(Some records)
++++++++

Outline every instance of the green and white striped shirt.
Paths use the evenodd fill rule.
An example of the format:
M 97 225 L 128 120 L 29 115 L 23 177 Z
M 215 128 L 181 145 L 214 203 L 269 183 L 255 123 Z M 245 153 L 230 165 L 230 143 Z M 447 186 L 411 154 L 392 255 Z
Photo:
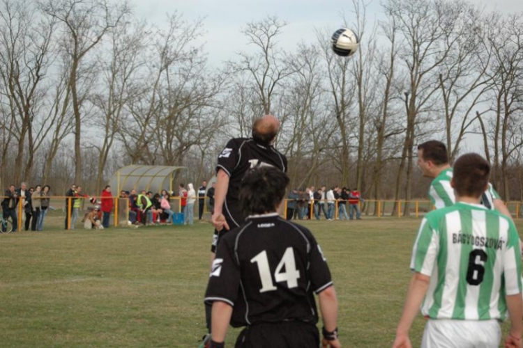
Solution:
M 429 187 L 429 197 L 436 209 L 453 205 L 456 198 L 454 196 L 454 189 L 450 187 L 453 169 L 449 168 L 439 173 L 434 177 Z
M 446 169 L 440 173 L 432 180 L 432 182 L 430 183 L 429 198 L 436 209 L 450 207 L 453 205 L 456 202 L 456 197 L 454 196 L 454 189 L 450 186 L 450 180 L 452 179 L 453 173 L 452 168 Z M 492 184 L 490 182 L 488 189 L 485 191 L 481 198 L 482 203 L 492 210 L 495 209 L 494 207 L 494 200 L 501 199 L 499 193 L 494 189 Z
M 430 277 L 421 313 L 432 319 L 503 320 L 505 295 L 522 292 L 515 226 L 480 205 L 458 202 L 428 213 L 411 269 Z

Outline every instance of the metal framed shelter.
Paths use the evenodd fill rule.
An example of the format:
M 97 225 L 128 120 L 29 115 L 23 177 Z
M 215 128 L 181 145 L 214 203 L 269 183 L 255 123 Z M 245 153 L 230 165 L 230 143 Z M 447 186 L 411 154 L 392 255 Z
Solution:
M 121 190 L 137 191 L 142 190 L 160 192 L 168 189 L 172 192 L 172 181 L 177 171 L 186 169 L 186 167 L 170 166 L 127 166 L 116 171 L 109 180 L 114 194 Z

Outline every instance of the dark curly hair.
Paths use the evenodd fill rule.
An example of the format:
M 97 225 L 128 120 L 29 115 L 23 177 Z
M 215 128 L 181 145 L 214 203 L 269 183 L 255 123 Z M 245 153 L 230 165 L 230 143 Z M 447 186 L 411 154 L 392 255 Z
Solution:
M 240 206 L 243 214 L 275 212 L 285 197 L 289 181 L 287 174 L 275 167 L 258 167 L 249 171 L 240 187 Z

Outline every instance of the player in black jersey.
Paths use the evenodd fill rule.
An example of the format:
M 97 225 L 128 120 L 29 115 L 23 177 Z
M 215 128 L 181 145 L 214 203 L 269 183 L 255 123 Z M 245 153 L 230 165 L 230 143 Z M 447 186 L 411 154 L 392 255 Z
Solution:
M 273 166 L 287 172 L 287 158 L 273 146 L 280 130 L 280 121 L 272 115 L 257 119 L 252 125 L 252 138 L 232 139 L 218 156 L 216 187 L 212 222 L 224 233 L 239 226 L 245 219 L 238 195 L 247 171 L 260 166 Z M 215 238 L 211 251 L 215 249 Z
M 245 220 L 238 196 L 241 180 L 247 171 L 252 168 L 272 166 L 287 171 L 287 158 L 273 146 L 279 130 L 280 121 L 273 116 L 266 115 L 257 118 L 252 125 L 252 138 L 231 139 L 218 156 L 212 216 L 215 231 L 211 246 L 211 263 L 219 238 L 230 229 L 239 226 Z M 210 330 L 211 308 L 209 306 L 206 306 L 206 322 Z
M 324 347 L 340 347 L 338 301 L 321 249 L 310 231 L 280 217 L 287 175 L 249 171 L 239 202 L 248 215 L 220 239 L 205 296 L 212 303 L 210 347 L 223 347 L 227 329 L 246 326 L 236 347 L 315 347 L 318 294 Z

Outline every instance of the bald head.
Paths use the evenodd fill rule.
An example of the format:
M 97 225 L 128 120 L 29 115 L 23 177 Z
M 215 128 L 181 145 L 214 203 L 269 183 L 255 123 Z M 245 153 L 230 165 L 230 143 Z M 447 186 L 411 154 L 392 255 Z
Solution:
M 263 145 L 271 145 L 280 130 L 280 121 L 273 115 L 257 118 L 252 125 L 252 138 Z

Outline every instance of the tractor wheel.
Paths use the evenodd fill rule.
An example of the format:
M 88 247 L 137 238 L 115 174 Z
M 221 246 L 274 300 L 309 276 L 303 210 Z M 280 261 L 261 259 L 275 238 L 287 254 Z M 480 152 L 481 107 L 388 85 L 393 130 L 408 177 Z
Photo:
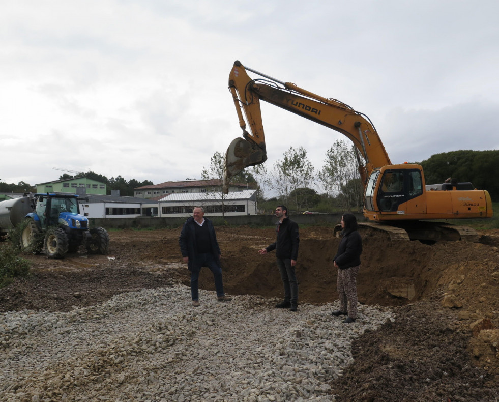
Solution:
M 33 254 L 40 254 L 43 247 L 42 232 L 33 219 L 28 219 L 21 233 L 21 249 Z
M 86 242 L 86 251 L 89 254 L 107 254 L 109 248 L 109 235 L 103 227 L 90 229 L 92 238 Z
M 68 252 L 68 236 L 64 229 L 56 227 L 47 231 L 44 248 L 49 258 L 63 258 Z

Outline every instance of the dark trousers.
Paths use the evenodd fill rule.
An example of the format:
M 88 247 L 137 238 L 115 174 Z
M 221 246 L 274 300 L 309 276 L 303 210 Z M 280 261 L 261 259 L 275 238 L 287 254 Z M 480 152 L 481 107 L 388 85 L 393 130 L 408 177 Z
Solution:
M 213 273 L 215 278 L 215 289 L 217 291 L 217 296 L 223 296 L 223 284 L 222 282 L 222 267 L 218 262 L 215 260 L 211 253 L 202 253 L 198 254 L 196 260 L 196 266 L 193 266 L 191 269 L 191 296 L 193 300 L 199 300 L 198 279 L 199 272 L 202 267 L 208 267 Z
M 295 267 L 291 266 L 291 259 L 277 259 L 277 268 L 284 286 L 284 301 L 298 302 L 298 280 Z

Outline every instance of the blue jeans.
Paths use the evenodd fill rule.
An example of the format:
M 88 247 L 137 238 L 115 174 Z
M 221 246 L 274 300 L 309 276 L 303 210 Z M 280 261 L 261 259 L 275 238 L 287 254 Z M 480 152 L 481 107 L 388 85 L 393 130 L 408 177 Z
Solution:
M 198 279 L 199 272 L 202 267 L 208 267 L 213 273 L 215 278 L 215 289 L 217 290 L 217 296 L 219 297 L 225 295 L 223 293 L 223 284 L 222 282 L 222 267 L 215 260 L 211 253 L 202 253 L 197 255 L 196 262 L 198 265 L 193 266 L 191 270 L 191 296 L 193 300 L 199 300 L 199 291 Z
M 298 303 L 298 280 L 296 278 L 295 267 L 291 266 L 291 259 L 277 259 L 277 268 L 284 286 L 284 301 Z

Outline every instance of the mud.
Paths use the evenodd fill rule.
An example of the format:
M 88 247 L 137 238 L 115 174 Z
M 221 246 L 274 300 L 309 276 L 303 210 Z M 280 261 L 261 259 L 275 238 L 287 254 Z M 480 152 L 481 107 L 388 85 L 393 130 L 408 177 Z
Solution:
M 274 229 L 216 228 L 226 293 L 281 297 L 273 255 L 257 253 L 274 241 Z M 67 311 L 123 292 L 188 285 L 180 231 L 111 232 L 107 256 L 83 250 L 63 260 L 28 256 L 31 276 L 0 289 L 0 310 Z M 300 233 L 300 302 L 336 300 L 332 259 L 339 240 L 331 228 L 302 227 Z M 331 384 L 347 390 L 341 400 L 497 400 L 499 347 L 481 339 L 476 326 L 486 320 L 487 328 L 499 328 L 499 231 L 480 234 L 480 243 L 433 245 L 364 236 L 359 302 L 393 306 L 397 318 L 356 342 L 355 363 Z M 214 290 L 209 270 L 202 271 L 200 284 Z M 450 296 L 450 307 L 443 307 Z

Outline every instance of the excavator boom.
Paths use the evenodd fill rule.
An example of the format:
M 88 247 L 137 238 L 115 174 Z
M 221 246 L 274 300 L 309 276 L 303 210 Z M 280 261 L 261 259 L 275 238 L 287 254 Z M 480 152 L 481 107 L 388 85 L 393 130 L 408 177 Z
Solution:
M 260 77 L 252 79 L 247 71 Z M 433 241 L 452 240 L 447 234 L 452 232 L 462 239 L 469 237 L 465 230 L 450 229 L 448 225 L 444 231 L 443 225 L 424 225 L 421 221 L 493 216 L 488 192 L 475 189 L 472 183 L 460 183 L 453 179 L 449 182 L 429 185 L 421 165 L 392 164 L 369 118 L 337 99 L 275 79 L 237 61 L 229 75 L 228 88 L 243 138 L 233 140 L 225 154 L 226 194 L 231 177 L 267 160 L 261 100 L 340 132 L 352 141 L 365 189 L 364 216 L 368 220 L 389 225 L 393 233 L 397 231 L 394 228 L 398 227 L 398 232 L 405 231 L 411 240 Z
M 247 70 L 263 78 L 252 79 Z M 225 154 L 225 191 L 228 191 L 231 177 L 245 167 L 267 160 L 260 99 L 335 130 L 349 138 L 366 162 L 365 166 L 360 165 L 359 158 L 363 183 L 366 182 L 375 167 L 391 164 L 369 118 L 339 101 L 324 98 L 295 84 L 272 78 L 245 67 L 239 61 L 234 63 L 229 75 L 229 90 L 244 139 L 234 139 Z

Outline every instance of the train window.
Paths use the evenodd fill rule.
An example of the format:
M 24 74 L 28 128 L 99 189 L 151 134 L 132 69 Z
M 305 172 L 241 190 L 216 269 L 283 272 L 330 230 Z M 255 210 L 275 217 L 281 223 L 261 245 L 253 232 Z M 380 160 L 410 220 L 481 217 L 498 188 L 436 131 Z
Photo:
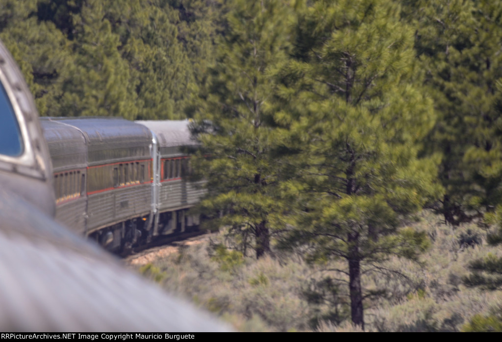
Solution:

++++++++

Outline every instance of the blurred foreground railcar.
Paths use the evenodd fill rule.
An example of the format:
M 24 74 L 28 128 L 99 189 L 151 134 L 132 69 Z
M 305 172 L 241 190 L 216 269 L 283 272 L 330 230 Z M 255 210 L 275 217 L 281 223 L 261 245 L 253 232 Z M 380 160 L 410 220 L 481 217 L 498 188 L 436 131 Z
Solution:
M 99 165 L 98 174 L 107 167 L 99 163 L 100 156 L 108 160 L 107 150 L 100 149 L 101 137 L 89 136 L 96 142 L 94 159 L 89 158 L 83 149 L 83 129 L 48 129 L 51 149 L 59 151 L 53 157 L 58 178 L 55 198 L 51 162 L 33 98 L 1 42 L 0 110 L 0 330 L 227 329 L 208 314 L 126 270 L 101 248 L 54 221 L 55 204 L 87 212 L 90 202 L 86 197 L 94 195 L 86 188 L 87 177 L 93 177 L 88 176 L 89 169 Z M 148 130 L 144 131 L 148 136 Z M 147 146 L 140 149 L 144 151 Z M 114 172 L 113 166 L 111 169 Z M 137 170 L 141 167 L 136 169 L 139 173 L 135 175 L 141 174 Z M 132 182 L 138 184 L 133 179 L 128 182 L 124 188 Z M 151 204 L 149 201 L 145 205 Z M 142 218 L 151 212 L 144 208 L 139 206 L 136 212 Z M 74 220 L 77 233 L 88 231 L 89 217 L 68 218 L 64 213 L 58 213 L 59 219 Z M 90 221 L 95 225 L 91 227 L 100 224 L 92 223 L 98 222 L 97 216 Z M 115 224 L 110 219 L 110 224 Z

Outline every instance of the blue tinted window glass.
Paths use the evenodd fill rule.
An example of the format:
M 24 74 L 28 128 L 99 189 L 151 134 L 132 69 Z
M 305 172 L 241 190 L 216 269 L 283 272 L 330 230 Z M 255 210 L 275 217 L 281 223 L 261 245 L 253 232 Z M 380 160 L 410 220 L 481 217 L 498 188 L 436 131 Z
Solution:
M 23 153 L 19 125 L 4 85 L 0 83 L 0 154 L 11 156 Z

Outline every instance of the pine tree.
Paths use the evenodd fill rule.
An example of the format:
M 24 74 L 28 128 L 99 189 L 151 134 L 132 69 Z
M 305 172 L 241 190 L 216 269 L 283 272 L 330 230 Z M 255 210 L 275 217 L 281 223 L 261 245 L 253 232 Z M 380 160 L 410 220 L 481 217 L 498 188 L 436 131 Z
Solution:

++++++++

* Your task *
Could you switch "evenodd" to "nonzero" in the listing, starting at the line that has "Outline every instance of the blurred" and stopping after the line that has "M 23 153 L 19", with nothing else changed? Give back only those lines.

* Answer to the problem *
Outline every instance of the blurred foreground railcar.
Paths use the nonzero fill rule.
An example of the format:
M 24 74 L 28 128 L 99 189 L 151 134 L 132 69 Z
M 305 172 L 241 190 L 216 269 L 283 272 L 330 230 Z M 255 210 L 275 217 L 281 223 L 261 245 L 253 232 Z M 380 160 L 410 220 L 481 217 L 498 188 L 436 131 Z
Solution:
M 99 165 L 98 174 L 107 167 L 99 163 L 100 156 L 108 160 L 107 150 L 100 149 L 101 137 L 89 136 L 96 142 L 94 159 L 89 158 L 83 149 L 83 129 L 48 129 L 51 149 L 59 151 L 53 157 L 58 178 L 55 198 L 51 162 L 33 98 L 1 42 L 0 110 L 0 330 L 227 329 L 208 314 L 126 270 L 101 248 L 54 221 L 55 204 L 87 212 L 90 202 L 86 197 L 94 195 L 86 188 L 87 177 L 93 177 L 88 176 L 89 169 Z M 148 130 L 144 131 L 148 136 Z M 147 146 L 140 149 L 144 151 Z M 114 172 L 113 166 L 111 169 Z M 137 170 L 141 167 L 136 169 L 139 173 L 135 175 L 141 174 Z M 132 182 L 138 184 L 133 179 L 128 182 L 124 188 Z M 151 204 L 149 201 L 145 205 Z M 142 218 L 151 212 L 144 208 L 139 206 L 136 212 Z M 74 220 L 77 233 L 88 231 L 89 217 L 68 218 L 64 213 L 58 213 L 59 219 Z M 90 221 L 95 225 L 91 227 L 100 224 L 92 223 L 98 222 L 97 216 Z M 115 224 L 110 219 L 110 224 Z

Outline every instance of the blue tinted window glass.
Paths use the nonzero fill rule.
An example of the format:
M 24 74 L 28 128 L 99 189 L 151 134 L 132 69 Z
M 305 172 L 241 190 L 216 269 L 283 272 L 330 230 Z M 255 210 L 275 217 L 281 223 L 261 245 L 253 232 Z M 380 160 L 410 220 L 481 217 L 498 188 L 436 131 Z
Solution:
M 23 153 L 19 125 L 4 85 L 0 83 L 0 154 L 11 156 Z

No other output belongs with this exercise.